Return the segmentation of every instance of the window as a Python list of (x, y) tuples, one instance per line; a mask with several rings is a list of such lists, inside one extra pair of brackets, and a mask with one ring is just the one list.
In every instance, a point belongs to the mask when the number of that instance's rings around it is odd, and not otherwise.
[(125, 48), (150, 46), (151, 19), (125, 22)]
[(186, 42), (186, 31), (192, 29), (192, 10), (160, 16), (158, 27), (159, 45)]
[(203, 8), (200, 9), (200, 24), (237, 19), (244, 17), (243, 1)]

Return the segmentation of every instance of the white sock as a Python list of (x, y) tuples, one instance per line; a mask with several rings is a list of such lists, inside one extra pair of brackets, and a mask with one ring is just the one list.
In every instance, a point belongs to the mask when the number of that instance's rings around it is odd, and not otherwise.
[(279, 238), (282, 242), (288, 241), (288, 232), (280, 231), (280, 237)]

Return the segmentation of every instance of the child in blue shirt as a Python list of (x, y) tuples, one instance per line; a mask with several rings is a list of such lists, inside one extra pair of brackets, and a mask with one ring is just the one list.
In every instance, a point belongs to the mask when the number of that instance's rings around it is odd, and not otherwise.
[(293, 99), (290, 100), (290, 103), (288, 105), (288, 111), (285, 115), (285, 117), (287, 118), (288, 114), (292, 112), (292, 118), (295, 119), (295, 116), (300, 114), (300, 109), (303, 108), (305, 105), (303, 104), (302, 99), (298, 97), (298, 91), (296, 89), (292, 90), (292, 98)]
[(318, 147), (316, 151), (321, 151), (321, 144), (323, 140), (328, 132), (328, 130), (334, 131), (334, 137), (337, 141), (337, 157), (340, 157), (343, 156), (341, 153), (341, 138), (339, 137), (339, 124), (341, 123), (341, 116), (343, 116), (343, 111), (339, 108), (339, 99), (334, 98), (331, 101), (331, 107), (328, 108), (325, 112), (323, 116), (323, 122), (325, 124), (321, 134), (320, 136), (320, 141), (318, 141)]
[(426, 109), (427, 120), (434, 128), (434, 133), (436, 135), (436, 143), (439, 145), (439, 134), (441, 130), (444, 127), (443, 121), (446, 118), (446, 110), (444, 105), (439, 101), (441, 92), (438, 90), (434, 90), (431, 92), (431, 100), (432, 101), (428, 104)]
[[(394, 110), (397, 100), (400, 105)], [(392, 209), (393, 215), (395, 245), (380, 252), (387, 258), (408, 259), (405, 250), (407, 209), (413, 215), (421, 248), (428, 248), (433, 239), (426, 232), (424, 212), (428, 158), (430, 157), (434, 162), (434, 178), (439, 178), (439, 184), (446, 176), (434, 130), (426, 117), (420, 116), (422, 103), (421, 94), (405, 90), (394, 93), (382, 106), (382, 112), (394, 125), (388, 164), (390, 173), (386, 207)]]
-.-.-
▶ What the task asks:
Please copy out, unchanged, the part of the records that opens with the line containing "Return the segmentation of every instance of the white" and closes with the line containing "231), (280, 237)]", with both of those lines included.

▶ Full answer:
Return the segmentation of every instance of the white sock as a Python list of (x, y) tuples, one instance per line; a mask with several rings is a list of such lists, inside one extra pair of brackets, and a mask with one ring is just the one list.
In every instance, a point belongs to the mask when the number of that instance's rings around it is odd, and not otherwise.
[(279, 238), (282, 242), (288, 241), (288, 232), (280, 231), (280, 237)]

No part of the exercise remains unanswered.